Repeat all of the records below word for word, leaving out the pictures.

===== Working data =====

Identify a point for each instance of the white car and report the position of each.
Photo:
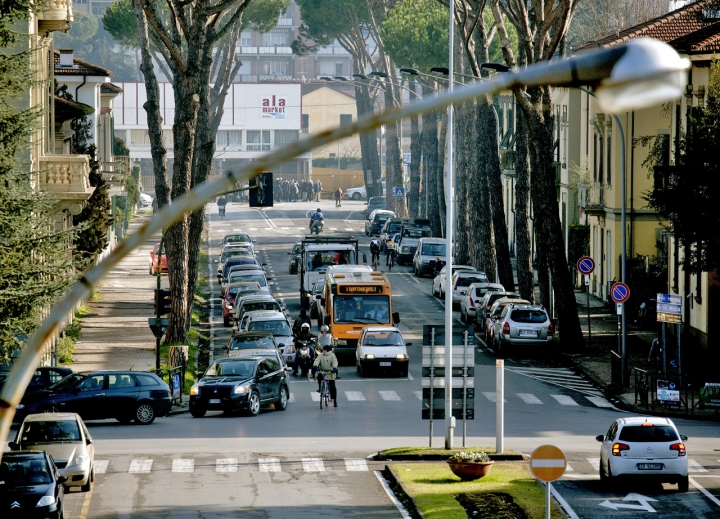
(645, 448)
(382, 348)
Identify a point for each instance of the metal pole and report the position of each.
(499, 406)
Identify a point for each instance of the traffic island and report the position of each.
(432, 491)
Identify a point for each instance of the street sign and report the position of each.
(548, 463)
(586, 264)
(669, 308)
(620, 292)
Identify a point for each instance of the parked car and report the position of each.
(240, 383)
(382, 348)
(31, 486)
(375, 202)
(376, 220)
(98, 395)
(522, 325)
(472, 298)
(65, 437)
(644, 448)
(295, 255)
(494, 314)
(439, 280)
(462, 279)
(428, 249)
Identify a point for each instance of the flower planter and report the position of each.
(470, 470)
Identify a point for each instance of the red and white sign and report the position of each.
(273, 107)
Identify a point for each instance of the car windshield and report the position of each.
(361, 309)
(50, 431)
(238, 368)
(277, 327)
(647, 433)
(67, 382)
(252, 343)
(529, 316)
(433, 249)
(390, 338)
(19, 471)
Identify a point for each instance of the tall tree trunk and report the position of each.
(523, 252)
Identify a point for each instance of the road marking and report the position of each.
(529, 398)
(355, 464)
(226, 465)
(595, 463)
(140, 466)
(313, 465)
(269, 465)
(564, 400)
(694, 466)
(389, 395)
(183, 465)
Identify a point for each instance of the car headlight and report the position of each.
(79, 461)
(46, 501)
(240, 390)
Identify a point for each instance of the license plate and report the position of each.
(650, 466)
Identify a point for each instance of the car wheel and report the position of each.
(281, 404)
(197, 412)
(145, 413)
(254, 404)
(683, 484)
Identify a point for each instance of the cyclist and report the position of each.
(389, 251)
(375, 251)
(326, 364)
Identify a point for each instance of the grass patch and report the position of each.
(435, 489)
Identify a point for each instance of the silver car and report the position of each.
(522, 325)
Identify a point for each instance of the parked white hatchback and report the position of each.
(382, 348)
(646, 448)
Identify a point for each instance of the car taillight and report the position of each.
(680, 447)
(619, 447)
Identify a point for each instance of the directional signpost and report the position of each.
(586, 265)
(548, 463)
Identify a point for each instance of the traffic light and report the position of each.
(261, 194)
(162, 301)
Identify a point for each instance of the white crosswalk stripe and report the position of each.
(183, 465)
(269, 465)
(529, 398)
(313, 465)
(354, 396)
(564, 400)
(356, 464)
(140, 466)
(226, 465)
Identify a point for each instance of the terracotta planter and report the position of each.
(470, 470)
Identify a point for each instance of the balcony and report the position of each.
(67, 177)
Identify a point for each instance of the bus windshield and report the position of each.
(364, 309)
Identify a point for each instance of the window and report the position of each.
(284, 136)
(258, 140)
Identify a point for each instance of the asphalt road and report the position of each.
(308, 462)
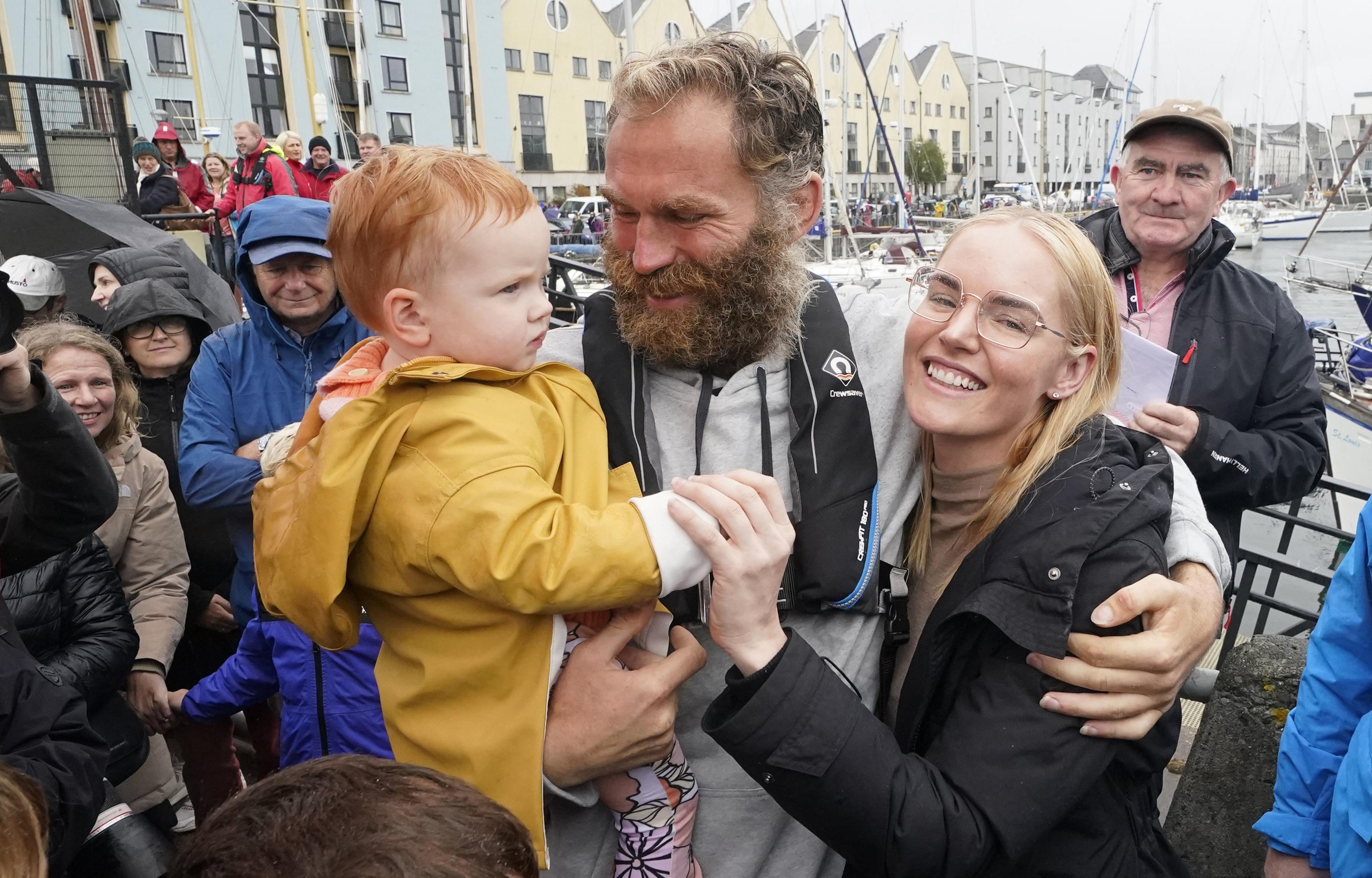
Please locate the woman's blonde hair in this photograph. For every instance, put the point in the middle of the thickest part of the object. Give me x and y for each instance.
(43, 339)
(24, 814)
(1089, 313)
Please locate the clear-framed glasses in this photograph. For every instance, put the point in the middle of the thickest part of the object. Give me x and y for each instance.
(1003, 319)
(143, 330)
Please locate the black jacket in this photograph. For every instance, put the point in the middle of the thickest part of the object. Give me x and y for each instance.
(201, 652)
(61, 489)
(1251, 378)
(46, 736)
(158, 190)
(72, 615)
(978, 778)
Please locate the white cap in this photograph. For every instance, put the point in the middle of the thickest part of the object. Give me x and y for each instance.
(35, 280)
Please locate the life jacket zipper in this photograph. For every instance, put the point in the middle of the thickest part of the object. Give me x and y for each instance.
(319, 700)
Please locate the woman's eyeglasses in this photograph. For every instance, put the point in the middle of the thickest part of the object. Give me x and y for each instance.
(143, 330)
(1002, 317)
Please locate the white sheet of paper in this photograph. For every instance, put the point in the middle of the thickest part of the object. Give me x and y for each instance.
(1145, 375)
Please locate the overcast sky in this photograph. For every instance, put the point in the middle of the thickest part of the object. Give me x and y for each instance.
(1200, 42)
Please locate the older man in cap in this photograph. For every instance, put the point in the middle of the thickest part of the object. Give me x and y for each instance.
(1245, 409)
(256, 378)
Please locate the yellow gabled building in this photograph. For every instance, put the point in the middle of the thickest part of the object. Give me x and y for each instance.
(940, 110)
(559, 64)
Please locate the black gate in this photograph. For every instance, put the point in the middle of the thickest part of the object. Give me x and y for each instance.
(69, 136)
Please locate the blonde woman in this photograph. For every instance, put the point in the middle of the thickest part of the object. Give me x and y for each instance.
(293, 149)
(145, 536)
(1037, 509)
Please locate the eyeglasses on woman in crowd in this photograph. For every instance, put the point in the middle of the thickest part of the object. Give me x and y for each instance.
(1003, 319)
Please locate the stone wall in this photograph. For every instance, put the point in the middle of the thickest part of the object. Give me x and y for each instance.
(1230, 773)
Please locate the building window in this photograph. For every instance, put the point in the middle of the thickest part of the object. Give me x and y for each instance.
(403, 128)
(556, 13)
(390, 16)
(596, 135)
(394, 75)
(166, 51)
(456, 68)
(267, 91)
(182, 114)
(533, 135)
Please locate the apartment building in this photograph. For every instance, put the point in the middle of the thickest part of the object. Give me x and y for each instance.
(1057, 129)
(940, 106)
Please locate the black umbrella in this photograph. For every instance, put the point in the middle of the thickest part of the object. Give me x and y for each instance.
(70, 231)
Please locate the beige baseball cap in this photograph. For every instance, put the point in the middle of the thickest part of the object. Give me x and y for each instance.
(1180, 112)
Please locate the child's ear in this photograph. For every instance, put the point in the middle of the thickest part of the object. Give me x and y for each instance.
(404, 315)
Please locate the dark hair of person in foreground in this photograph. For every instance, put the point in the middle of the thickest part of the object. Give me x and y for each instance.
(360, 817)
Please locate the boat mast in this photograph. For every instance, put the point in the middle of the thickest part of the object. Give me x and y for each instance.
(976, 113)
(1305, 68)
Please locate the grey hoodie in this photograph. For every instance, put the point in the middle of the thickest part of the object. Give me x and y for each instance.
(740, 832)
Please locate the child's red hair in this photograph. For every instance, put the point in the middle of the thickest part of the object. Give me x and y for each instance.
(401, 201)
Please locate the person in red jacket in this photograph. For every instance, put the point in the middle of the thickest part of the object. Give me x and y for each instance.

=====

▸ Answer to this problem:
Identify a point for each instance of the white car and report the position of each.
Photo:
(645, 448)
(382, 348)
Identify a point for each instance of the metal pole and report the position of each.
(499, 406)
Identify a point for each instance of the traffic island and report the position of each.
(432, 491)
Identify a point for each instance of the street sign and report the position of each.
(548, 463)
(586, 264)
(669, 308)
(620, 292)
Identify a point for each instance of the parked car and report the position of each.
(240, 383)
(382, 348)
(31, 486)
(375, 202)
(376, 220)
(98, 395)
(522, 325)
(472, 298)
(65, 437)
(644, 448)
(295, 255)
(494, 314)
(439, 280)
(462, 279)
(428, 249)
Identify a point for each instance of the flower planter and report the position of each.
(470, 470)
Identify a point for each instance of the red and white sign and report the position of each.
(273, 107)
Identify a point for each instance of the car windshield and report the position of each.
(361, 309)
(50, 431)
(238, 368)
(277, 327)
(647, 433)
(67, 382)
(252, 343)
(529, 316)
(433, 249)
(390, 338)
(19, 471)
Identify a point for each instance of the tall tree trunk and report the position of each.
(523, 252)
Identify a point for each instance of the road marking and report the position of each.
(529, 398)
(355, 464)
(226, 465)
(595, 463)
(140, 466)
(313, 465)
(269, 465)
(564, 400)
(694, 466)
(389, 395)
(183, 465)
Identify a point for each instance of the car headlight and report the position of each.
(79, 461)
(46, 501)
(240, 390)
Identify a point for each instance of the license plate and report the position of each.
(650, 466)
Identify a point for each instance of the car wheel and report the position of each.
(281, 404)
(197, 412)
(145, 413)
(254, 404)
(683, 484)
Identify a point for each instance of the cyclist and report the position of each.
(389, 251)
(375, 251)
(326, 364)
Identify a point for each instance of the grass patch and report the position of each.
(435, 489)
Identify a point for each instance of the silver car and report the position of each.
(522, 325)
Identify a point for each instance of the parked white hatchback and report the position of each.
(382, 348)
(646, 448)
Identify a point for each instance of the car taillight and report the position of each.
(680, 447)
(619, 447)
Identify a point for each instance of the directional signpost and report the position of each.
(586, 265)
(548, 463)
Identify a point for each instance of the traffic light and report the position of each.
(261, 194)
(162, 301)
Identify a point for each instance of the white crosswalk stripe and report the position of each.
(183, 465)
(269, 465)
(529, 398)
(313, 465)
(354, 396)
(564, 400)
(356, 464)
(140, 466)
(226, 465)
Identify a point for each instance of the terracotta planter and report the position of each.
(470, 470)
Identify a point for each instance of the balcony and report the position of each.
(67, 177)
Identify a point for each instance of the bus windshield and report the position of each.
(364, 309)
Identify a point for each instance of the window and report the position of each.
(284, 136)
(258, 140)
Identify a point for each instance of the asphalt road and report the position of each.
(308, 462)
Please locate the woman's blonde hair in this photograph. For every instance, put the point in the middle of the thickest part of the object. Give me x and y for each instance.
(43, 339)
(24, 814)
(1089, 313)
Please locate the clear-framed glasses in this photograph. For every instance, put the point in the middle of the thickest part of the object. Give me x and y for each instance.
(1003, 319)
(143, 330)
Please locate the black jacket in this photograph. For every instance, put the point in the middle of the thickest part of the object. Give me x and y for each instance.
(201, 652)
(61, 489)
(1251, 378)
(46, 736)
(158, 190)
(72, 615)
(978, 778)
Please locate the white cap in this photograph. For every instance, put the point in the middle of the thickest part of the object. Give me x and y for each instance.
(35, 280)
Please locate the life jacket zipper in this photograph. For every instance, put the point in the middle of the thickest part of the object. Give me x and y for each instance.
(319, 700)
Please locate the woman's eyeglasses in this photograph. For every instance, put the point in the middle of the thickest part of the object. Give me x and y for each instance.
(143, 330)
(1002, 317)
Please locate the white sheet of paper in this photograph. For every instance, put the point in the middle of the thickest part of the object. Give me x and y for each instance.
(1145, 375)
Please locate the overcast sky in this photograph. For every instance, put the point in the middle of the thickest part of the object. Give me x and y for each instance.
(1200, 42)
Please locate the older man in cap in this photograph. For every instance, put the point in the middle of the thickest part of the object. Give me x and y for each instance.
(1245, 409)
(256, 378)
Please locate the yellow gabled building in this photograph. For every instance, put the point in the middle of the thickest part of the object. Give me x and y for each instance.
(940, 110)
(559, 64)
Please locate the black gate in this photograph. For every instance, put the point in the middle of the thickest part of the object. Give me x and y for each instance.
(69, 136)
Please locate the blonde woman in this photograph. For every instance, put the point in the middle of the thickest part of the object. Give me x and y for each instance.
(293, 149)
(145, 536)
(1037, 509)
Please locate the eyeglasses on woman in crowd in this photograph. For every instance, put the point in the middle of the thickest part of the object. Give me x and y for each instance.
(1003, 319)
Please locate the stone wall in this photograph. For every instance, put the point in the middle of the thickest part of the object. Give me x and y for each instance.
(1230, 773)
Please locate the building window in this photograph. For every instance, put the point in the middle of the thickest part of the object. Give me x and y for each instance.
(403, 128)
(556, 13)
(390, 16)
(596, 135)
(394, 75)
(166, 51)
(456, 68)
(267, 91)
(182, 114)
(533, 135)
Please locate the apartment building in this photograph. For every instance, put the point in the middle of the thickest part of the object. Give me x and y for each instance.
(1057, 129)
(940, 106)
Please locate the black umbrella in this photograph. For every instance, put the point in the middle of the thickest part of the object. Give me x and y for each instance.
(70, 231)
Please locate the beige baseball cap in this photograph. For every instance, put the point in the middle of the thickest part of the object. Give me x and y for each instance.
(1180, 112)
Please locate the child's ear in this photograph. For every instance, put the point in the middle of the thickest part of the object. Give me x and y for each instance.
(404, 315)
Please locate the dark hair of person in foreground in this photograph. For every instance, put the point in the middle of the thickest part of the object. Give me x and y for each instance.
(360, 817)
Please locate the boat mast in this photograph. For every instance, put the point in the middle of the thickest part of the object. Give me x and y for each instance.
(976, 113)
(1305, 68)
Please locate the grey hoodie in this photograph. For every instance, put the point in the middle of the thickest part of the object. Give me x and y for each instance.
(740, 832)
Please locate the child's red hair in this photograph. For every instance, put the point in the middle of the thickest part of the object. Give me x and y for each instance.
(401, 201)
Please locate the person in red jacket in this photograph. For every instance, put the point in the middle of the thickest part of the object. Give me x and y for each instance.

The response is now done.